### Document passage
Genetics Selection Evolution (Jan 2024)
A cautionary tale of low-pass sequencing and imputation with respect to haplotype accuracy
Abstract
Abstract Background Low-pass whole-genome sequencing and imputation offer significant cost savings, enabling substantial increases in sample size and statistical power. This approach is particularly promising in livestock breeding, providing an affordable means of screening individuals for deleterious alleles or calculating genomic breeding values. Consequently, it may also be of value in companion animal genomics to support pedigree breeding. We sought to evaluate in dogs the impact of low coverage sequencing and reference-guided imputation on genotype concordance and association analyses. Results DNA isolated from saliva of 30 Labrador retrievers was sequenced at low (0.9X and 3.8X) and high (43.5X) coverage, and down-sampled from 43.5X to 9.6X and 17.4X. Genotype imputation was performed using a diverse reference panel (1021 dogs), and two subsets of the former panel (256 dogs each) where one had an excess of Labrador retrievers relative to other breeds. We observed little difference in imputed genotype concordance between reference panels. Association analyses for a locus acting as a disease proxy were performed using single-marker (GEMMA) and haplotype-based (XP-EHH) tests. GEMMA results were highly correlated (r ≥ 0.97) between 43.5X and ≥ 3.8X depths of coverage, while for 0.9X the correlation was lower (r ≤ 0.8). XP-EHH results were less well correlated, with r ranging from 0.58 (0.9X) to 0.88 (17.4X). Across a random sample of 10,000 genomic regions averaging 17 kb in size, we observed a median of three haplotypes per dog across the sequencing depths, with 5% of the regions returning more than eight haplotypes. Inspection of one such region revealed genotype and phasing inconsistencies across sequencing depths. Conclusions We demonstrate that saliva-derived canine DNA is suitable for whole-genome sequencing, highlighting the feasibility of client-based sampling. Low-pass sequencing and imputation require caution as incorrect allele assignments result when the subject possesses alleles that are absent in the reference panel. Larger panels have the capacity for greater allelic diversity, which should reduce the potential for imputation error. Although low-pass sequencing can accurately impute allele dosage, we highlight issues with phasing accuracy that impact haplotype-based analyses. Consequently, if accurately phased genotypes are required for analyses, we advocate sequencing at high depth (> 20X).
######
→ **Task objective**
Please translate this sentence from the low-pass sequencing abstract into Spanish: "We observed little difference in imputed genotype concordance between reference panels."
### Supplied entries
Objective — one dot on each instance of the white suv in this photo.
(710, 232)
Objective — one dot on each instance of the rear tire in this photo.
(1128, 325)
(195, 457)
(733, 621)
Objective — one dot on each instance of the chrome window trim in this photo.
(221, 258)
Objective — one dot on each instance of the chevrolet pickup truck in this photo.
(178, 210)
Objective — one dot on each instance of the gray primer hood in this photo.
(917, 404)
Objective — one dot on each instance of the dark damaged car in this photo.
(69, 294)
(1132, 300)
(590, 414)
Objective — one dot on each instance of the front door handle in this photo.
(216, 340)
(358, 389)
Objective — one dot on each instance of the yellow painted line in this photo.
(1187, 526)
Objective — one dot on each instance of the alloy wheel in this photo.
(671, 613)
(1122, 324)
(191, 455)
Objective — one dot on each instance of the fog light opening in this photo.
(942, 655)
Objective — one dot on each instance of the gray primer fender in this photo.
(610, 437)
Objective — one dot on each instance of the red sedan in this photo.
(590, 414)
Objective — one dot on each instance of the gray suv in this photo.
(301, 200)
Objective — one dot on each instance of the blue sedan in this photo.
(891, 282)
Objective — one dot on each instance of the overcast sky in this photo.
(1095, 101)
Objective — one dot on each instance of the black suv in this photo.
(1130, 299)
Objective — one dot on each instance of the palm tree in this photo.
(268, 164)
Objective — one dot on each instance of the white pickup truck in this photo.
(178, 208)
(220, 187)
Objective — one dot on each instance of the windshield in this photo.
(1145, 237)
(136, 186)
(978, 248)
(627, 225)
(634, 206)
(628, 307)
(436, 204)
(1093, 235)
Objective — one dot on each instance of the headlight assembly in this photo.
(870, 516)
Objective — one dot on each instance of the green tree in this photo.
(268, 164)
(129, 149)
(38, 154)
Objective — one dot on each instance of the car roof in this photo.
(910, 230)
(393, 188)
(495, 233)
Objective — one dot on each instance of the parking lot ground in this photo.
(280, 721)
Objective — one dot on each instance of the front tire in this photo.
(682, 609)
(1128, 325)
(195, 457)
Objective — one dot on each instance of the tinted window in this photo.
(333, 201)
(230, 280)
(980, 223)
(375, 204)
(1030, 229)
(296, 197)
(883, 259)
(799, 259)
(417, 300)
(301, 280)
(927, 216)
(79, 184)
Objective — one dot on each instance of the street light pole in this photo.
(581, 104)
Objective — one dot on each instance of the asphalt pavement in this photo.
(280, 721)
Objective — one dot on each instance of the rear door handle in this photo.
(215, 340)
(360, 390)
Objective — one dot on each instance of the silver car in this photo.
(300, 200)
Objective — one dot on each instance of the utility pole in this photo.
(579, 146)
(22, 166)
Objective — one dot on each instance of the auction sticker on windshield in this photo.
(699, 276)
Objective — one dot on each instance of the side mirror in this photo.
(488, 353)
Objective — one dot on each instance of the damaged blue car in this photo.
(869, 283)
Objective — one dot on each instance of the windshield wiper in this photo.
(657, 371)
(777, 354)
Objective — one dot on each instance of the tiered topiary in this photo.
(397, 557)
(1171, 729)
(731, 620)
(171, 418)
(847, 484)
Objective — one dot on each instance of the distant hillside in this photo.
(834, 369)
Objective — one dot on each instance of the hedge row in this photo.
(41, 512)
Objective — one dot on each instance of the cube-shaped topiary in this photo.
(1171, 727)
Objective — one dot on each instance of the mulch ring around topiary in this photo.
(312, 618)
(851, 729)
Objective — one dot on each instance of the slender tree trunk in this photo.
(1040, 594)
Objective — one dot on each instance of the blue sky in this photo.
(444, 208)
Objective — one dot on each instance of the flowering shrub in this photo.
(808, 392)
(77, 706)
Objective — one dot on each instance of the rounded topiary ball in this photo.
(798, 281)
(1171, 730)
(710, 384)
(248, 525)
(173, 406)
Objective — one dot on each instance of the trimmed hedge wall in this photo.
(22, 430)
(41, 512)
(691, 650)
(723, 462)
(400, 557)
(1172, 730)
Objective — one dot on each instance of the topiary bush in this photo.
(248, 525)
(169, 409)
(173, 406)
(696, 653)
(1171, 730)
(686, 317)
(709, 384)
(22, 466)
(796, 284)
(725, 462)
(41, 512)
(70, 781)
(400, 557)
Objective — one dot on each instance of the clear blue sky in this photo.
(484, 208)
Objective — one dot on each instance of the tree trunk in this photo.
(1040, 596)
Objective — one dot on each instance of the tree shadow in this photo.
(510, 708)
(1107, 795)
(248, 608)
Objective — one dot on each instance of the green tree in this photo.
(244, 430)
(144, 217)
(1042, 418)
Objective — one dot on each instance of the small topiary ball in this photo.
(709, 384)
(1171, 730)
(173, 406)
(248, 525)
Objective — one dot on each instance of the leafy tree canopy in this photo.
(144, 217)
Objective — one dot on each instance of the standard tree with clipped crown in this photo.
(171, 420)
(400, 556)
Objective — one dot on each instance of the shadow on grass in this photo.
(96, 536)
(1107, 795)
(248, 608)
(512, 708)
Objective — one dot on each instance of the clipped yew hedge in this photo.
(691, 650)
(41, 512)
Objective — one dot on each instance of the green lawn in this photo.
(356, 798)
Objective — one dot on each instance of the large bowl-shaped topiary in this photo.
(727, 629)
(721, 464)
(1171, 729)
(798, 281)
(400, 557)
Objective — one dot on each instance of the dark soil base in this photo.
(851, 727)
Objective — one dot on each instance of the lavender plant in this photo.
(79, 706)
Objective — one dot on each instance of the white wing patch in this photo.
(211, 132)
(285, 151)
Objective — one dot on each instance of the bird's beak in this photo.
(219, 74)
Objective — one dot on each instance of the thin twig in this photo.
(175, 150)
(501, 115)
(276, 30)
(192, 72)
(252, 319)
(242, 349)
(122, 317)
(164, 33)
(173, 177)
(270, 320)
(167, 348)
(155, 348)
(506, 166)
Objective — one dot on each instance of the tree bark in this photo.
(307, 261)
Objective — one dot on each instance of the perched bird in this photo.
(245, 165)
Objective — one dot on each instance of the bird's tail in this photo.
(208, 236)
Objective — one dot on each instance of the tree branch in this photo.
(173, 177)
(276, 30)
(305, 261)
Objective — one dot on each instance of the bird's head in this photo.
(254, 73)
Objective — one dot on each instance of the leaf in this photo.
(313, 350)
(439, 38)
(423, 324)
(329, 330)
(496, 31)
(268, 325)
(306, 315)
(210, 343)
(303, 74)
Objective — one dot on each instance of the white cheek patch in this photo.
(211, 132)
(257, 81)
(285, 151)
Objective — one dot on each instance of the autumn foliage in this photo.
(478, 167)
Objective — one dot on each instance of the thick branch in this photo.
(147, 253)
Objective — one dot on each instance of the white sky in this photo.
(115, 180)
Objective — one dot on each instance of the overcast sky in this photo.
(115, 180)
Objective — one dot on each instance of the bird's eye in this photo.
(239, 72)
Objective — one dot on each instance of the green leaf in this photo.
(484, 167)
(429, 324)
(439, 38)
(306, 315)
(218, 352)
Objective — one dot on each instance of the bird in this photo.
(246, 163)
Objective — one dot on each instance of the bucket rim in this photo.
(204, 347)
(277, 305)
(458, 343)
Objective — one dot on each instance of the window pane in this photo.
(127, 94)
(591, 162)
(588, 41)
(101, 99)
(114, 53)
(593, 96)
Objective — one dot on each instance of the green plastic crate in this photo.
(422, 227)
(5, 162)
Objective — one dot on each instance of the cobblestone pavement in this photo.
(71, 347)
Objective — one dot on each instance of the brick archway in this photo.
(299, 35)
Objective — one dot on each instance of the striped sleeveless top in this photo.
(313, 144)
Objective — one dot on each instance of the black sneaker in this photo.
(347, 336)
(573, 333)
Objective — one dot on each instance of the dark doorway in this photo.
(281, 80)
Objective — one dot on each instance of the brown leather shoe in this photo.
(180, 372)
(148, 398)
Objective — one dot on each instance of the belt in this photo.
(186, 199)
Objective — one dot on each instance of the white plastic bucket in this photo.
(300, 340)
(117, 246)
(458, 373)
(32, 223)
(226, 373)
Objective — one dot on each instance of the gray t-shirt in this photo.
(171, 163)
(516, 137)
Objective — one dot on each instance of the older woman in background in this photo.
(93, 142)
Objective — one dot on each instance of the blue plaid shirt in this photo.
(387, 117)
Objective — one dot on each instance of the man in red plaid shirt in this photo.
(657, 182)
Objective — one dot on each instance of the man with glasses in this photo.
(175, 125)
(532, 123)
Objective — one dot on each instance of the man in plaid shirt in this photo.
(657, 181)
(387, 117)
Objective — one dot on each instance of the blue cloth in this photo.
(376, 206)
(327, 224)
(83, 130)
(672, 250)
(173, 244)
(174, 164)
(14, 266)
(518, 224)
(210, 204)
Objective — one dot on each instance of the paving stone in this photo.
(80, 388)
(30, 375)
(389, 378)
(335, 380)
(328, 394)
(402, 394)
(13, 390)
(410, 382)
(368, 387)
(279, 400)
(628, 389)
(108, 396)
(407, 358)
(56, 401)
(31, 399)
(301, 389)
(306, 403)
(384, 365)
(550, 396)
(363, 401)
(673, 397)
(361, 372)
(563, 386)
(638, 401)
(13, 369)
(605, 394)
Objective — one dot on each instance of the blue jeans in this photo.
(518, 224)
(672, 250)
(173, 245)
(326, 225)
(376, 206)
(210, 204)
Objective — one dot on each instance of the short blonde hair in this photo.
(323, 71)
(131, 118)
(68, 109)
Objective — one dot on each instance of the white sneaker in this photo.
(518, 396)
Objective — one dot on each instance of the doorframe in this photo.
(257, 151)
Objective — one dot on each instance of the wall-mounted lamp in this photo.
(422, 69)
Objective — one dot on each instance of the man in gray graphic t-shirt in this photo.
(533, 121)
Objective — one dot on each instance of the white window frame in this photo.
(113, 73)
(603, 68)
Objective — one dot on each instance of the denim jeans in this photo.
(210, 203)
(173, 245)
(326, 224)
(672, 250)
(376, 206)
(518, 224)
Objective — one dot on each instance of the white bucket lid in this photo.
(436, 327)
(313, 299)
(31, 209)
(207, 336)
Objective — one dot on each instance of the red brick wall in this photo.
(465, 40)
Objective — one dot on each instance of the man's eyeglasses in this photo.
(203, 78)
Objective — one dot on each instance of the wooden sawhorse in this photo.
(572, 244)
######
→ **Result**
Observamos poca diferencia en la concordancia de los genotipos imputados entre los paneles de referencia.